Rows from a box labeling dataset:
============================================================
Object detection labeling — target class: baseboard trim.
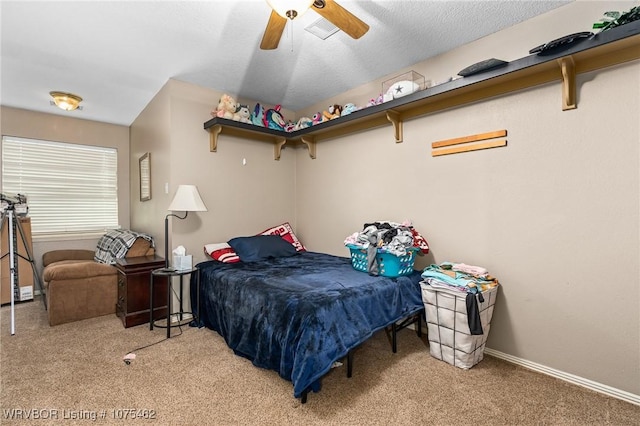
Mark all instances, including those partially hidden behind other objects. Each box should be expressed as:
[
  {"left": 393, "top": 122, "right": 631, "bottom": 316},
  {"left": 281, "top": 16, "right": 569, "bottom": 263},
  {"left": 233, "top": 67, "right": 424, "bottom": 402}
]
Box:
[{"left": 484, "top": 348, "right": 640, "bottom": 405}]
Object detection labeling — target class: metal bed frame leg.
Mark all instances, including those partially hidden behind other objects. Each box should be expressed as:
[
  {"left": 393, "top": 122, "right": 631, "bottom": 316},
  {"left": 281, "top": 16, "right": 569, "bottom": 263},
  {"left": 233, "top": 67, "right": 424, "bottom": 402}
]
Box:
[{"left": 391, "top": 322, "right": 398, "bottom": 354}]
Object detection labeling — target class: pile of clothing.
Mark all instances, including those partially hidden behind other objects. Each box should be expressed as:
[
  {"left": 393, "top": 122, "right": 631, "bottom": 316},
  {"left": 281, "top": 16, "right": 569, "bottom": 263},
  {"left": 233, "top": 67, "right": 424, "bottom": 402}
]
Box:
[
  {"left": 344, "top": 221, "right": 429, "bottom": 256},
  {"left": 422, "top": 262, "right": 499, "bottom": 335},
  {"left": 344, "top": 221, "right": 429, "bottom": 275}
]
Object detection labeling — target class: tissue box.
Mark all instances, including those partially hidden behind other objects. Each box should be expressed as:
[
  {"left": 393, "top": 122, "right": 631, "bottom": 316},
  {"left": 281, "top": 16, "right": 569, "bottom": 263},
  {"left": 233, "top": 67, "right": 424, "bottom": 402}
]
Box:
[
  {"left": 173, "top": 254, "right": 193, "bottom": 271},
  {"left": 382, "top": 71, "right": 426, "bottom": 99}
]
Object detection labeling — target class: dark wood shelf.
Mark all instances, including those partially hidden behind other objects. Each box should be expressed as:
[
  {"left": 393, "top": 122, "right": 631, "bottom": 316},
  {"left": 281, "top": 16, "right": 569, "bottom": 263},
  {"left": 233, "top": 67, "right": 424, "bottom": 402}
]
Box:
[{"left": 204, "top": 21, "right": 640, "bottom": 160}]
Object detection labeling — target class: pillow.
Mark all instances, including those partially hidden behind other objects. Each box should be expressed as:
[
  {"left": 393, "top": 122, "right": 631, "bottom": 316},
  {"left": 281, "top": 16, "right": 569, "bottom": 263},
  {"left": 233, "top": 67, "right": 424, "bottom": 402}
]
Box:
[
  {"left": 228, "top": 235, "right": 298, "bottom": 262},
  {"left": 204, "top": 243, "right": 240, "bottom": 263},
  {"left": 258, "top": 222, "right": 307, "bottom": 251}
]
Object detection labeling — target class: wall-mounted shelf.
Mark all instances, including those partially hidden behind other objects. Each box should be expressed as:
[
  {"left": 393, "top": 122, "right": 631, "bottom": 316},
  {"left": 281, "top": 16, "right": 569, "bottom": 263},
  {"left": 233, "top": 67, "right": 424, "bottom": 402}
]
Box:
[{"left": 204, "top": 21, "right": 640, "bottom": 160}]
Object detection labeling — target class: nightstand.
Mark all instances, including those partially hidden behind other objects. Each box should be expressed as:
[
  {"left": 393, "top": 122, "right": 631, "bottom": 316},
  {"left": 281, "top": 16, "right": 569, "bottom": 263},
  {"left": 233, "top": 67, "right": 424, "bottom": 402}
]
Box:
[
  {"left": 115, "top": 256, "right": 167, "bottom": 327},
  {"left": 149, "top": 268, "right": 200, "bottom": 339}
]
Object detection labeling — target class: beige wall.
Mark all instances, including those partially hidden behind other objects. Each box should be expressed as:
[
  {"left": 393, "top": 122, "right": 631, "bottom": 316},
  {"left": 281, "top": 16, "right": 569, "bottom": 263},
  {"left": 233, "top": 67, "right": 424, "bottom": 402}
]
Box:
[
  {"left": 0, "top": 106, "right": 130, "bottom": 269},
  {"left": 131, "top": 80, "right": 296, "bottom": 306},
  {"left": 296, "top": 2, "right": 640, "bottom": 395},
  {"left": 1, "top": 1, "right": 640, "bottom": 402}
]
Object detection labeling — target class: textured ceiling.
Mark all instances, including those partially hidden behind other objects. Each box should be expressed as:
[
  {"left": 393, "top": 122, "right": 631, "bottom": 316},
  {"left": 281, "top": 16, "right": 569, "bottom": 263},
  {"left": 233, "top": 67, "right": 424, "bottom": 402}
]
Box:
============================================================
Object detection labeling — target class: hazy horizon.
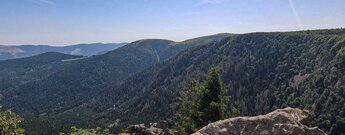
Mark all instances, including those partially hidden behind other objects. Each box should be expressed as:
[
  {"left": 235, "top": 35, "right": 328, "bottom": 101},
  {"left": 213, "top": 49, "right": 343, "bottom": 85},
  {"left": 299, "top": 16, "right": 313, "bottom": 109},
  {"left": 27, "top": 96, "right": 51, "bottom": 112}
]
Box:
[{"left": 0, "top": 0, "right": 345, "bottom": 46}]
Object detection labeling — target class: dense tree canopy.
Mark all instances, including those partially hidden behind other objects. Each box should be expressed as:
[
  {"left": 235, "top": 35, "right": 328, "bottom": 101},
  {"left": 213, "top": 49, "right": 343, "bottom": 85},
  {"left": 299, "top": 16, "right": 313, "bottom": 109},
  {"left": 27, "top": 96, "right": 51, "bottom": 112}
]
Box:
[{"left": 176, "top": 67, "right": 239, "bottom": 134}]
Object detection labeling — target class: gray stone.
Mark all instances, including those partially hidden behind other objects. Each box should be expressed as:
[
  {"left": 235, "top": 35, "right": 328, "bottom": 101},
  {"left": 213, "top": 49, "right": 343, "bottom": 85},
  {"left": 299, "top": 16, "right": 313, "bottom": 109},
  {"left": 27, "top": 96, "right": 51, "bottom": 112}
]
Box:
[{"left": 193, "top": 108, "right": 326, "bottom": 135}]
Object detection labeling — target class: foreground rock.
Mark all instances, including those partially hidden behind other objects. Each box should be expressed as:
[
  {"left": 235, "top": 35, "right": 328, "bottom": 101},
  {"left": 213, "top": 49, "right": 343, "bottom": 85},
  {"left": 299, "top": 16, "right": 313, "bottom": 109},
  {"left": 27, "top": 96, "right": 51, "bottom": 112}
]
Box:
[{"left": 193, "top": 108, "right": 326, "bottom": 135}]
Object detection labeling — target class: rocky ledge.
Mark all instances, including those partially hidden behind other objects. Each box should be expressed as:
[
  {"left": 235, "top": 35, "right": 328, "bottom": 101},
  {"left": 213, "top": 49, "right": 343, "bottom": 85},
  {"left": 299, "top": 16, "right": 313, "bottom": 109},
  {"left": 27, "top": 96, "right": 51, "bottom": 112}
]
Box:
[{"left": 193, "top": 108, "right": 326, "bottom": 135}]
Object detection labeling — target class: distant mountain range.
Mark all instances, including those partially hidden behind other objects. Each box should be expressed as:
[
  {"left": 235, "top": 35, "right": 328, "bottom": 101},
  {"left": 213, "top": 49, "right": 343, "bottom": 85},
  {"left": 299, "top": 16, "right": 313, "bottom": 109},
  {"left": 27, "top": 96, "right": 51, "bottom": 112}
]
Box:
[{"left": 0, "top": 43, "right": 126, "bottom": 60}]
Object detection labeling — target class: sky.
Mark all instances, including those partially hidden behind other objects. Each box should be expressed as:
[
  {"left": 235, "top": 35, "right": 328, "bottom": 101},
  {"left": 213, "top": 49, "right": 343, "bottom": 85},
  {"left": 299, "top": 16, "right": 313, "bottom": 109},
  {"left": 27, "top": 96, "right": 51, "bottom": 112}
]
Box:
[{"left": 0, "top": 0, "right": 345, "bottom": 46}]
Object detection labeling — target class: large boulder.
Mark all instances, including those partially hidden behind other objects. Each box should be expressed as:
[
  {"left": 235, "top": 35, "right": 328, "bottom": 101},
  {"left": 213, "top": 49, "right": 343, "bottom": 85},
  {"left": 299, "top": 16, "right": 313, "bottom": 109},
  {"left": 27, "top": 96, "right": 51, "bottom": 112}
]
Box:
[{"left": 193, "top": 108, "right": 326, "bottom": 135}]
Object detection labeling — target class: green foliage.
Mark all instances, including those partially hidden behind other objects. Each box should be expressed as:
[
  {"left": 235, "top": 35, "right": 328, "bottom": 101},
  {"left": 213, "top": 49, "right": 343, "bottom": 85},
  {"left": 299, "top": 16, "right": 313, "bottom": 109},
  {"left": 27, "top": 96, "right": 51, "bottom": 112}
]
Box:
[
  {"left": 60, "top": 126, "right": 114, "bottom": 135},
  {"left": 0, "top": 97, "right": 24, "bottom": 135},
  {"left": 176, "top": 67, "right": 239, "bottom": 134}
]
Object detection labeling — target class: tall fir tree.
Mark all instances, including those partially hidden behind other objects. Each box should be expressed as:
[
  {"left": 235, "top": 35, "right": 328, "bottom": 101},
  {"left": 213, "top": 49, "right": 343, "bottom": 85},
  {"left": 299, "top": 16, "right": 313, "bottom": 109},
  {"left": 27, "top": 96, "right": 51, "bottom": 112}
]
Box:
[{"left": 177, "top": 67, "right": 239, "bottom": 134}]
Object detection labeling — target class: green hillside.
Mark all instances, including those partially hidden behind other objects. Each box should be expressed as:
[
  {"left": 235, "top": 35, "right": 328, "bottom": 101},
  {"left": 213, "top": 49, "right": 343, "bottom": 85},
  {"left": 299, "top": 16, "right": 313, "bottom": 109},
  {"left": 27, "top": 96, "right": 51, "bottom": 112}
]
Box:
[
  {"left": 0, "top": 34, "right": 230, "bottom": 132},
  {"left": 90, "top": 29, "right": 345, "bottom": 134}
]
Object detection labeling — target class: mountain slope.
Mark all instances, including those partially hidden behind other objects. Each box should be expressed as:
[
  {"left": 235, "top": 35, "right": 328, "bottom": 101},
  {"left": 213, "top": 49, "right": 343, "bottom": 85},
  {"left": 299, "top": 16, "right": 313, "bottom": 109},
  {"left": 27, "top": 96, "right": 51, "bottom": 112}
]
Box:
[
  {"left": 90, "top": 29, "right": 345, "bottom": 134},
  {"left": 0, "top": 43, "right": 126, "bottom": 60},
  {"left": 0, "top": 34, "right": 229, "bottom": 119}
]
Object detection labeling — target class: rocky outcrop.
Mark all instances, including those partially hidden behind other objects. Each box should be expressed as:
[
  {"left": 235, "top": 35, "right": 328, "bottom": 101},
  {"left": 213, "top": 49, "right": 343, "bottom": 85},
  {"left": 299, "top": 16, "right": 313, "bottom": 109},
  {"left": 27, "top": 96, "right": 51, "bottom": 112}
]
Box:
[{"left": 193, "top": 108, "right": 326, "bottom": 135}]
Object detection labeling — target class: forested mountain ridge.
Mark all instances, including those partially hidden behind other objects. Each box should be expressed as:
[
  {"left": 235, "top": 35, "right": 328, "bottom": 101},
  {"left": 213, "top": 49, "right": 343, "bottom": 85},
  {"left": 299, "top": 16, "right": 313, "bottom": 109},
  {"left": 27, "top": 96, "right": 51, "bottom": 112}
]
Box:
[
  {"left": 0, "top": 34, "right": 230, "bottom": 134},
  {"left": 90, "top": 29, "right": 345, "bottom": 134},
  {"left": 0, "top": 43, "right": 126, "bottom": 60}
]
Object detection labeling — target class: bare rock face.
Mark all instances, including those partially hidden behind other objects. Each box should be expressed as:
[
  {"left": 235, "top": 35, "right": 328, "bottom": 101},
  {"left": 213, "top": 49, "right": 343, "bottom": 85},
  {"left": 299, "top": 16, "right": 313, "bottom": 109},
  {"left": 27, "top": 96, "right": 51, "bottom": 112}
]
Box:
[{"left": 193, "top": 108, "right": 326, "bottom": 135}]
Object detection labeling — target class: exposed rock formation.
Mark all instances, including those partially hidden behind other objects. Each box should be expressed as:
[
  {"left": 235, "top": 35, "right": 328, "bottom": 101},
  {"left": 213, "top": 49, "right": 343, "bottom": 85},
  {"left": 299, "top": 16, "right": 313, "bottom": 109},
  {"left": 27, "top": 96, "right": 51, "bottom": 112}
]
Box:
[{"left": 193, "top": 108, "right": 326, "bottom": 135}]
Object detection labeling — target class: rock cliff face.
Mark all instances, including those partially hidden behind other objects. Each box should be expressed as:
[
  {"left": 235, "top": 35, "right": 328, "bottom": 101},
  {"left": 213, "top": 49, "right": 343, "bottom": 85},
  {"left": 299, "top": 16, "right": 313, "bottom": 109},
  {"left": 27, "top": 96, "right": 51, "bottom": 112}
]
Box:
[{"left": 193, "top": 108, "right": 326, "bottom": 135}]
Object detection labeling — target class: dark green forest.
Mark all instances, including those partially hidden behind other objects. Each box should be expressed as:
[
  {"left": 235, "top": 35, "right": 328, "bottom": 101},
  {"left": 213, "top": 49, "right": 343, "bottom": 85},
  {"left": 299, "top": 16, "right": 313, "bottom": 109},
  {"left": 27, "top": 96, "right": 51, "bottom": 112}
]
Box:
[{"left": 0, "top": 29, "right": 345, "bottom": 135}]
============================================================
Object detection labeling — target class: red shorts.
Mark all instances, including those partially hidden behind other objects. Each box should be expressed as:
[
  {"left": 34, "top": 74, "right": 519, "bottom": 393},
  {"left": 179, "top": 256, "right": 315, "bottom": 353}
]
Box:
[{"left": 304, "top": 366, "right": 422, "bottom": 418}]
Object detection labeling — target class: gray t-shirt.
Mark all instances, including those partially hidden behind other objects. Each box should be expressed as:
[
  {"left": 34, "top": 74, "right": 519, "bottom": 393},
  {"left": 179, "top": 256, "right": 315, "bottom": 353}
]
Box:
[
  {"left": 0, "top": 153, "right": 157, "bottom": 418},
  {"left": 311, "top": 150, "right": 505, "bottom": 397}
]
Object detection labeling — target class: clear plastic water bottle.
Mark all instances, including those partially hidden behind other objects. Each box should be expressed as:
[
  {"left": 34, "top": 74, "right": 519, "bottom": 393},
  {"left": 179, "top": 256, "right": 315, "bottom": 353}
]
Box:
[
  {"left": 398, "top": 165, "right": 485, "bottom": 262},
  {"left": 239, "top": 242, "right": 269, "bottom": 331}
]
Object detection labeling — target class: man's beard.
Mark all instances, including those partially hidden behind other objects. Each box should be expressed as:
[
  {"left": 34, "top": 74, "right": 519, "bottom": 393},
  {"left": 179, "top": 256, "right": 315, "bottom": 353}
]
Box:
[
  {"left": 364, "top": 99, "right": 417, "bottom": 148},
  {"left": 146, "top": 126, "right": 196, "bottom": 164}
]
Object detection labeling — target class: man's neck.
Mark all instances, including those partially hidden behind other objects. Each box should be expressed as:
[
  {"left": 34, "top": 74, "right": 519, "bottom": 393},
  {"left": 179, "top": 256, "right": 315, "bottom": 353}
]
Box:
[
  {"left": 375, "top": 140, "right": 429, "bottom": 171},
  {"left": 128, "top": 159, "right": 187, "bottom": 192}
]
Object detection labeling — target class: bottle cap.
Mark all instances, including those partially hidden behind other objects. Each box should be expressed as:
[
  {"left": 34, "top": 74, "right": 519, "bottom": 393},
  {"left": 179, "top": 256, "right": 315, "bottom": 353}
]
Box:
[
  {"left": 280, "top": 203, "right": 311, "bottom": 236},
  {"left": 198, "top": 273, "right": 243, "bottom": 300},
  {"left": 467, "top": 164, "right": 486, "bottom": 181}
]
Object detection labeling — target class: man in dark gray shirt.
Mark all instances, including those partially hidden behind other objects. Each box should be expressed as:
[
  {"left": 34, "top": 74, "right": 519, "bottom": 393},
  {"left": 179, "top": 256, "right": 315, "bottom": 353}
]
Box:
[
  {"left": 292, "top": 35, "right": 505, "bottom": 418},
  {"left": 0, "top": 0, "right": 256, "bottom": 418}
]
============================================================
Show every line above that contains the word "face", copied in full.

Object detection labeling — target class: bare rock face.
Object detection labeling — target class: rock cliff face.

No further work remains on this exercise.